*TASK INSTRUCTIONS*. Rewrite the stretch from the line containing "In each <instance>" through the line containing "positive clicks: (1060, 715)", putting "taps" in place of every "clicks" and keeping all else the same. Give only those lines.

------ DATA IN THIS EXERCISE ------

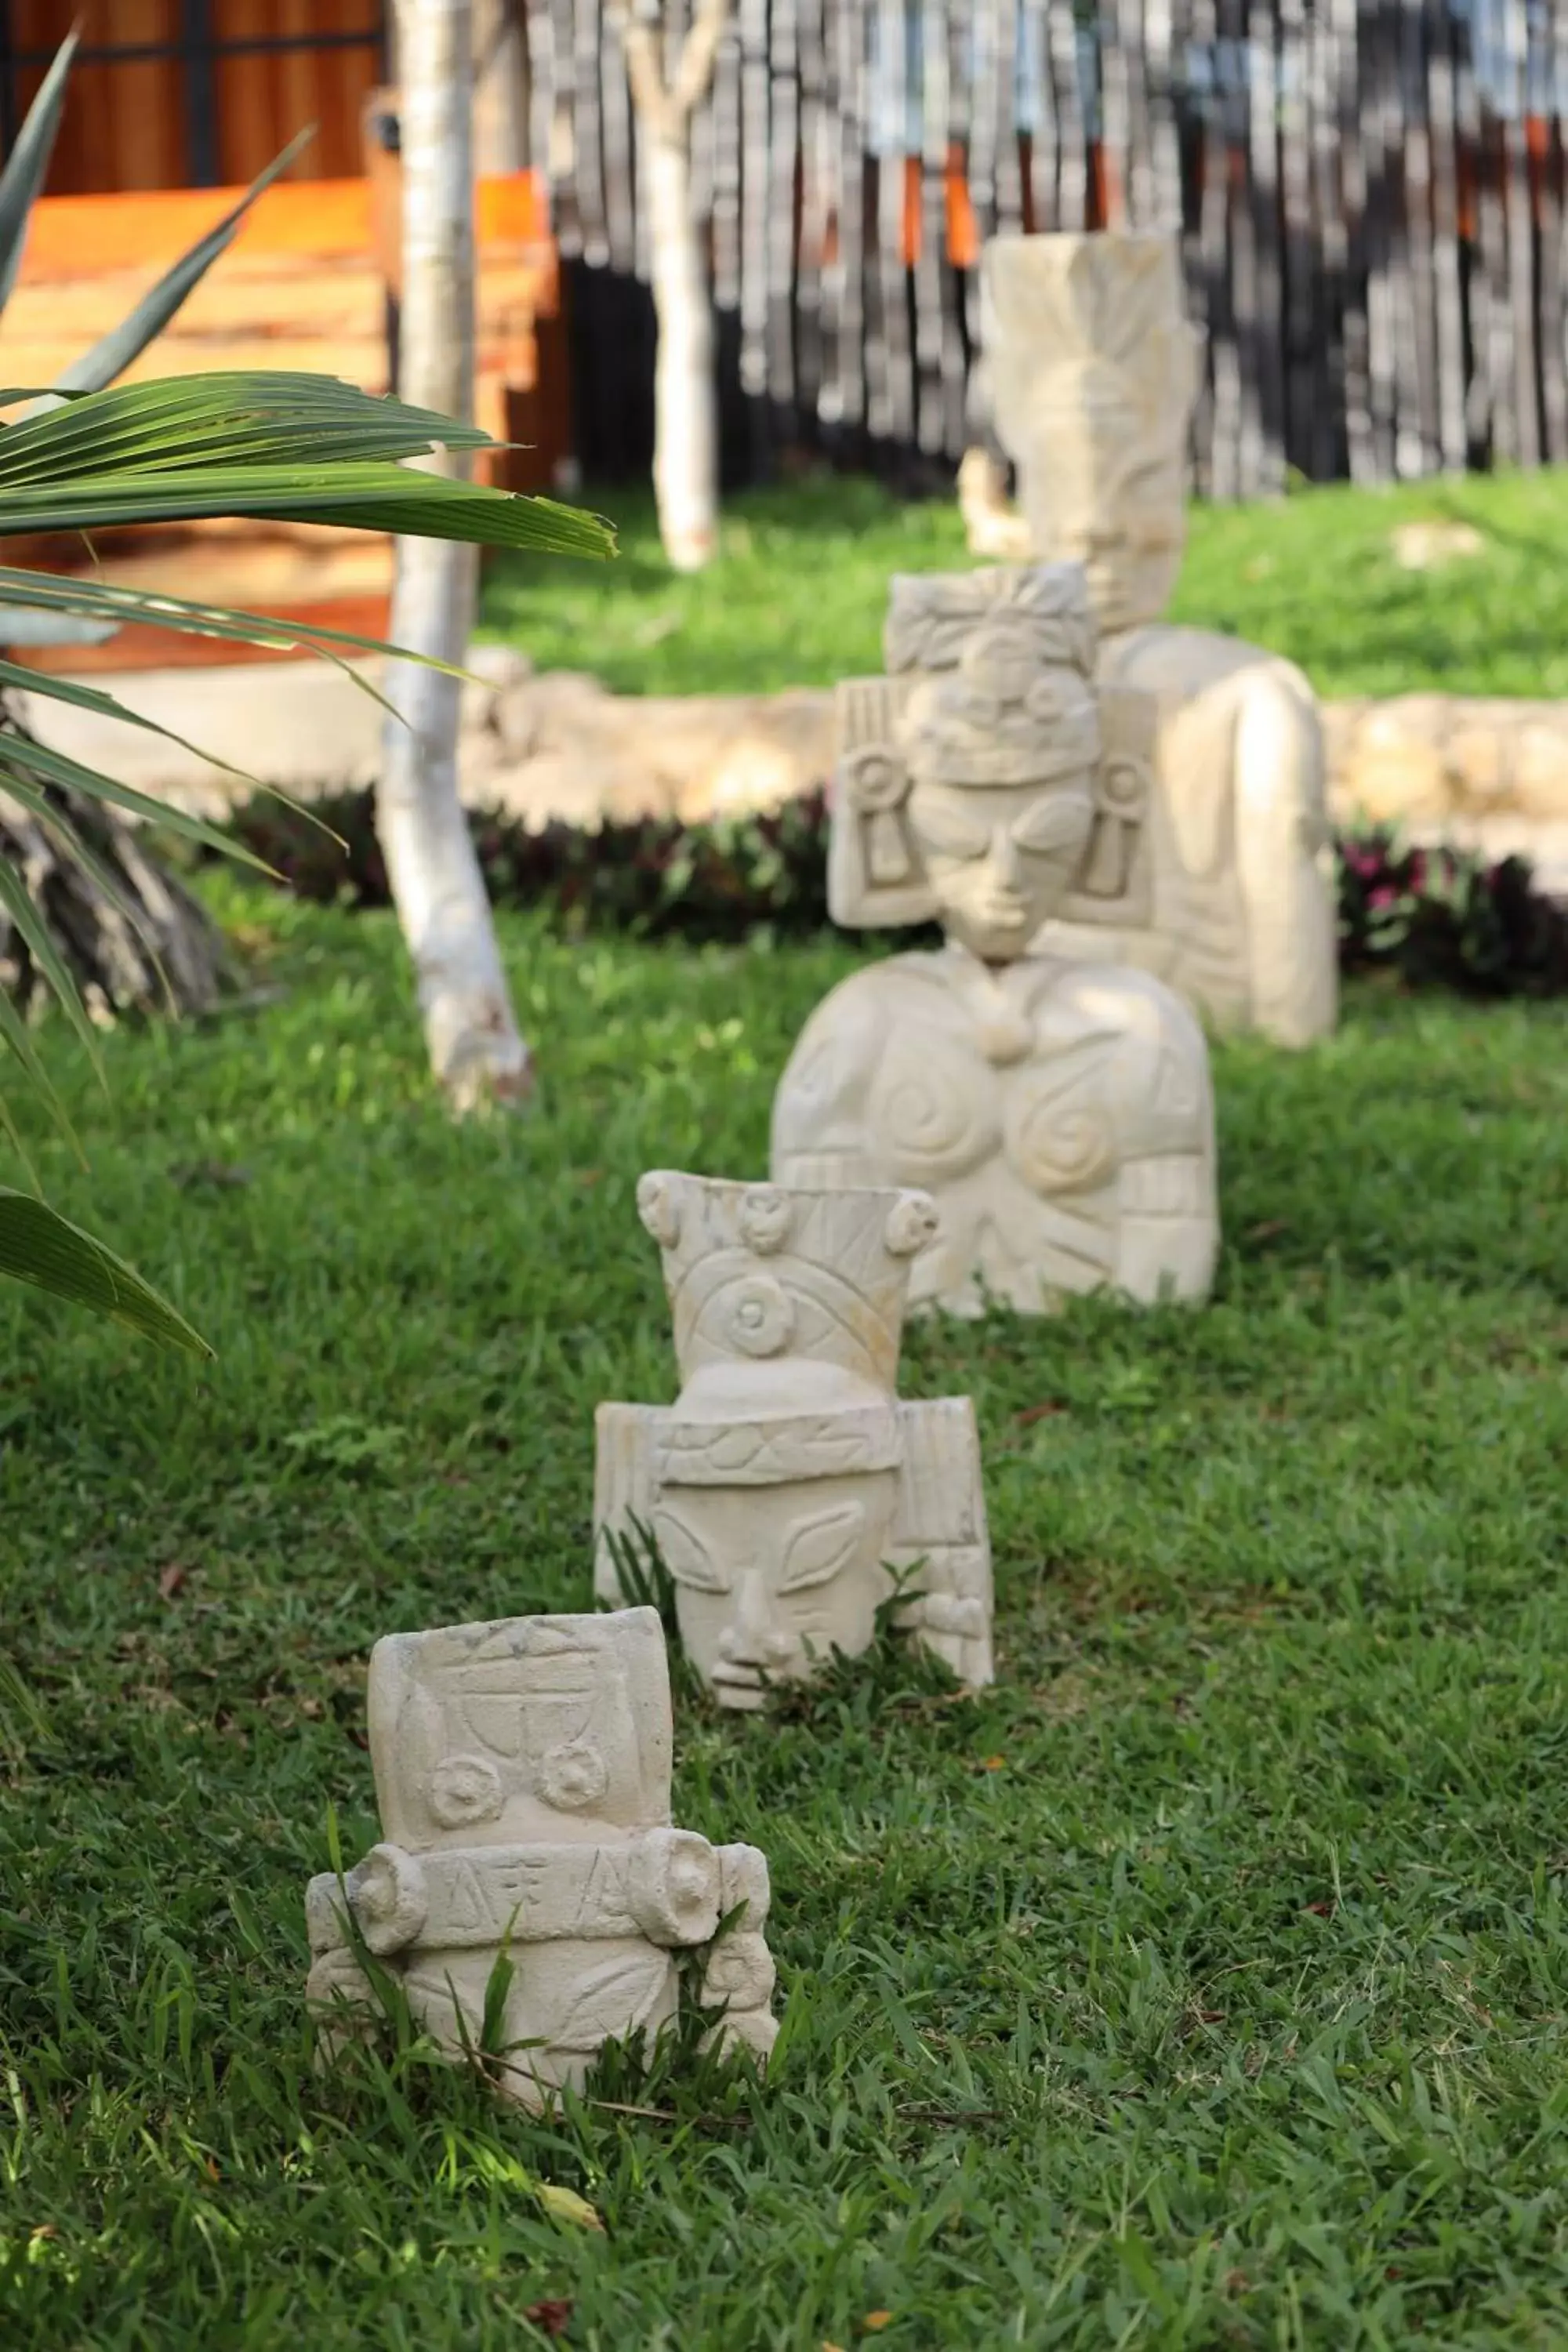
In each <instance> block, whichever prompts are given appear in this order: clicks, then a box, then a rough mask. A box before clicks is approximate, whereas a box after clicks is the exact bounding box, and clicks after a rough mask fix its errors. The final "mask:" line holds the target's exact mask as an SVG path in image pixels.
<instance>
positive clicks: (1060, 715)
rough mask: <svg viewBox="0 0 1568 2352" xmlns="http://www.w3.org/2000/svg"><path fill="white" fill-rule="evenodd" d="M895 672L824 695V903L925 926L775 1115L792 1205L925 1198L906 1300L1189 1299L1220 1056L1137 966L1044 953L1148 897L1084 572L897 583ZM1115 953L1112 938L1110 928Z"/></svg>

------
------ DATA IN THIS EXERCISE ------

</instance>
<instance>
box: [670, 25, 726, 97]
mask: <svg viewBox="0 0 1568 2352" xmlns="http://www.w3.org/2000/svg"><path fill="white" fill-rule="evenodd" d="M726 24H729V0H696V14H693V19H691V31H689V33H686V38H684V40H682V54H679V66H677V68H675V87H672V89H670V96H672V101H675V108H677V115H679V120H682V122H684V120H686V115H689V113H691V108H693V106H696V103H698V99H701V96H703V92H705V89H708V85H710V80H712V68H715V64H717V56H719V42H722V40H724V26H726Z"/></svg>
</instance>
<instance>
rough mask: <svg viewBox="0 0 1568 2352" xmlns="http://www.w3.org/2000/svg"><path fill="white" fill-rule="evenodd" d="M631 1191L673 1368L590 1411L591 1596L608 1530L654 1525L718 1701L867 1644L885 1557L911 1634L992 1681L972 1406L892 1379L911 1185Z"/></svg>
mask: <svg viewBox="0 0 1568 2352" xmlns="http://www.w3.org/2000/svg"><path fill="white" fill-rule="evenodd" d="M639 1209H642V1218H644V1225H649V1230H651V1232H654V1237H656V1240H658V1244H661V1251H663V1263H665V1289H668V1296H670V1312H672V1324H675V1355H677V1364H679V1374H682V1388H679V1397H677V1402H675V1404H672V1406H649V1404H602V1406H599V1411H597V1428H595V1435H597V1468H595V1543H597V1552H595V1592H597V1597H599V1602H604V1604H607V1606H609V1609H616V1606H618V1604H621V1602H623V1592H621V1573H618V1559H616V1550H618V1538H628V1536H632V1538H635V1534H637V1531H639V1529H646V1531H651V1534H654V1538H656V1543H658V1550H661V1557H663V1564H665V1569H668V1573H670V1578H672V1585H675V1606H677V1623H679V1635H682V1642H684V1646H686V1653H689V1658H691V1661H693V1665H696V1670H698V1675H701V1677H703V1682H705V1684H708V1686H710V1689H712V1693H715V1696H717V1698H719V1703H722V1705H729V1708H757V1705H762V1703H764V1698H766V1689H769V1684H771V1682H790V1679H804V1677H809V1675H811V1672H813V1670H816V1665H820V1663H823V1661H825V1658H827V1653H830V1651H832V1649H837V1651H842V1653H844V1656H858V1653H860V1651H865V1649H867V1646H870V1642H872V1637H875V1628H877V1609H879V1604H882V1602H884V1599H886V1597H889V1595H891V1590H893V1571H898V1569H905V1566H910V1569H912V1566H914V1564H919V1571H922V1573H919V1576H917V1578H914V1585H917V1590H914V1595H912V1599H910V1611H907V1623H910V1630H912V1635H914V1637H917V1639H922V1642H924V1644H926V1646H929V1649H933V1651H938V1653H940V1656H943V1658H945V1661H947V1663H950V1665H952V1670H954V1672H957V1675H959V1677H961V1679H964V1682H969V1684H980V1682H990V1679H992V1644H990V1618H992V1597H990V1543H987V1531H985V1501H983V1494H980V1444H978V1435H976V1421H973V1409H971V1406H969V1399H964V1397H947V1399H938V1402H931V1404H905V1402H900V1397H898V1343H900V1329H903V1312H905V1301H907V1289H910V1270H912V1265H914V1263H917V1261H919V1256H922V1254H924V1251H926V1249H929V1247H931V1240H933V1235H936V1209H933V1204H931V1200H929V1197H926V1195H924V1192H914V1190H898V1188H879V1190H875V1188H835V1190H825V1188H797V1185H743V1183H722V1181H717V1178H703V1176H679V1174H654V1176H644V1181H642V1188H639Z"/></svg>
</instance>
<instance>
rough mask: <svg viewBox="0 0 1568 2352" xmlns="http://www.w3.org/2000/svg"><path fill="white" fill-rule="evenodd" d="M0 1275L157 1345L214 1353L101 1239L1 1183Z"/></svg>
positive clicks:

------

*EXERCISE SOLUTION*.
In each <instance> block, whichever prompts are given appear in this order: taps, then a box, then a rough mask. A box before taps is approximate, whereas a box after taps is the exact bounding box, and taps after a rough mask fix its errors. The final "mask:" line holds the target's exact mask as an SVG path in image pixels.
<instance>
positive taps: (1060, 715)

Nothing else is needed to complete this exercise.